(THE PROBLEM)
Your answer should be every line from the records that contains "camel".
*** Opening THE DATA ***
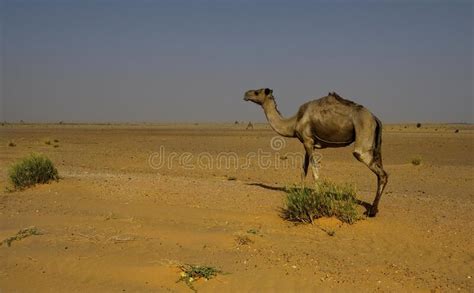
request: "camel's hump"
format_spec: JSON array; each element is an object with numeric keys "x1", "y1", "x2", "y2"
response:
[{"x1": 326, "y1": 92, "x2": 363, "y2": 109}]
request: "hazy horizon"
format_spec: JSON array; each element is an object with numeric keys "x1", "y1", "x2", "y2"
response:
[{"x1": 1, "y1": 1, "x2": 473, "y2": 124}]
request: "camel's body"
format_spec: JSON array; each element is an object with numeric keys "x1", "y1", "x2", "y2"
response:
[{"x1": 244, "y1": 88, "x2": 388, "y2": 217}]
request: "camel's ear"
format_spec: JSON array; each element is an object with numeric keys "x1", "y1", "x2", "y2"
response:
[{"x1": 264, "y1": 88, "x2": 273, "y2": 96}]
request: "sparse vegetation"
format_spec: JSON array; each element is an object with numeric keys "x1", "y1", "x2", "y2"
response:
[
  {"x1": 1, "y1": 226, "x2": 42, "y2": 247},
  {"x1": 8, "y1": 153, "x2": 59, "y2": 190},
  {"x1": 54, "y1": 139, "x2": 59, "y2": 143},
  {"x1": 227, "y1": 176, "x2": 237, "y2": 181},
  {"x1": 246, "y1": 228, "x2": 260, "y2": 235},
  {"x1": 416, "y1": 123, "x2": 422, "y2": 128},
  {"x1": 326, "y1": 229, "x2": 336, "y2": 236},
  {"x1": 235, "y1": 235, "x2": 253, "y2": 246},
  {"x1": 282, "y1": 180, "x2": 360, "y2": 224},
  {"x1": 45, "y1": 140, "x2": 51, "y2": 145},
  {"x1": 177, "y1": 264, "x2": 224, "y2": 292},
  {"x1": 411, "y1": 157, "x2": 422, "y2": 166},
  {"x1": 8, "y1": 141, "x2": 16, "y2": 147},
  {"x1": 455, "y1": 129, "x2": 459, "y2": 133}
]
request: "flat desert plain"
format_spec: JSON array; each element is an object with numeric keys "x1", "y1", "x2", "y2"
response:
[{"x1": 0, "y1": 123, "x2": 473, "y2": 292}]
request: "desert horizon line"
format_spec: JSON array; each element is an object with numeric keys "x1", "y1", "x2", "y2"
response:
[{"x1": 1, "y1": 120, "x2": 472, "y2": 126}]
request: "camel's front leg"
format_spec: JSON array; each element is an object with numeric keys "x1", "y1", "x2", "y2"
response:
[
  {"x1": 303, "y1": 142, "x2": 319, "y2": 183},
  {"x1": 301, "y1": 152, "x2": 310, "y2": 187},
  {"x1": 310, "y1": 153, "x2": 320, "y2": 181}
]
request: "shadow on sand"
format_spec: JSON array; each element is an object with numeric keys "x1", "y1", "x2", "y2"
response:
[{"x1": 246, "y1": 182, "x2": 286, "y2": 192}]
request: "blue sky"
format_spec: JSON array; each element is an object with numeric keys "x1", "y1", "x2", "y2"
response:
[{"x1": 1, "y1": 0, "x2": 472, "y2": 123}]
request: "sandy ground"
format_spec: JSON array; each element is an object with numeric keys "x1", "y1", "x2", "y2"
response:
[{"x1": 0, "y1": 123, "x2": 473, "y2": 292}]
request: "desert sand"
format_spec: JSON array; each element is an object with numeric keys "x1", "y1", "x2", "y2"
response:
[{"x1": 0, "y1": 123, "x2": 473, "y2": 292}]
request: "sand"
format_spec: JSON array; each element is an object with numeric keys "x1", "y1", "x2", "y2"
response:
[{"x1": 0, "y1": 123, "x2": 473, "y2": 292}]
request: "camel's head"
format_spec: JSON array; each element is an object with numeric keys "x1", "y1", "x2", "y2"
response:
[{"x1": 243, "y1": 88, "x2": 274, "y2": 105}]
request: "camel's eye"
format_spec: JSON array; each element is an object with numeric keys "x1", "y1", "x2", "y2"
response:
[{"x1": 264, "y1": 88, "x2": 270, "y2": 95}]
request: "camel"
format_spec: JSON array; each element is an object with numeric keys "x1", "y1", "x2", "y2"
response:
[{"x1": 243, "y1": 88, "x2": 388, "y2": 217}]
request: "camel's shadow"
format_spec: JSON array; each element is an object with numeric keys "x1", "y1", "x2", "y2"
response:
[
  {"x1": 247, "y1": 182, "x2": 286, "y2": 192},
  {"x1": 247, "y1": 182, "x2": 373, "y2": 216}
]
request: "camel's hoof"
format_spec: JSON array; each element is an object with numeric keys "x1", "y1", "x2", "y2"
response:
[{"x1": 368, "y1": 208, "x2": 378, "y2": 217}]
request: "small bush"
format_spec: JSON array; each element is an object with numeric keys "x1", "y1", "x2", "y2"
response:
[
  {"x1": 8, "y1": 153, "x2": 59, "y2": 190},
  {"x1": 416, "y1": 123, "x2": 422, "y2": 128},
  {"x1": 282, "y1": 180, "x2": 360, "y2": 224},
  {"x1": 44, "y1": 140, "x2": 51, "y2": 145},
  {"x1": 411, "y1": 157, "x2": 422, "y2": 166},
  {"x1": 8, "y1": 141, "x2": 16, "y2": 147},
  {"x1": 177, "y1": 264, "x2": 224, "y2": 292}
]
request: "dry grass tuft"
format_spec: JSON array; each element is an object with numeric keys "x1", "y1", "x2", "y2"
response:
*** Closing THE DATA ***
(EXERCISE RESPONSE)
request: "camel's hump"
request: "camel's body"
request: "camel's ear"
request: "camel's front leg"
request: "camel's head"
request: "camel's eye"
request: "camel"
request: "camel's shadow"
request: "camel's hoof"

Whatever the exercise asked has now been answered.